Items listed in a dataset:
·····

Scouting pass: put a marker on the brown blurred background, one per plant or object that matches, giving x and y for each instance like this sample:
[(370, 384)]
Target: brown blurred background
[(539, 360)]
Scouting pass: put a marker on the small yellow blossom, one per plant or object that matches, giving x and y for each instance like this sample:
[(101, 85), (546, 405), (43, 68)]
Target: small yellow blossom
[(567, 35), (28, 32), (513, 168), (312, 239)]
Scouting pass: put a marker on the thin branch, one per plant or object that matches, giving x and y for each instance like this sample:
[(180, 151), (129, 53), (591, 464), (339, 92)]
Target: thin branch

·····

## Requirement
Return exactly the lines in the records above, beginning with the one that holds "Scouting pass: put a marker on the small" and ending with the last.

## Result
Scouting pass: put a marker on the small yellow blossom, one per plant or object that matches, giving x and y for each instance like this sample:
[(101, 85), (546, 405), (43, 68)]
Target: small yellow blossom
[(567, 35), (28, 32), (513, 168), (312, 239)]
Scouting pass: put a marker on the thin branch, one per plant or object that matches, giving x and y for each instance like this sample:
[(180, 151), (129, 53), (591, 464), (339, 92)]
Target: thin branch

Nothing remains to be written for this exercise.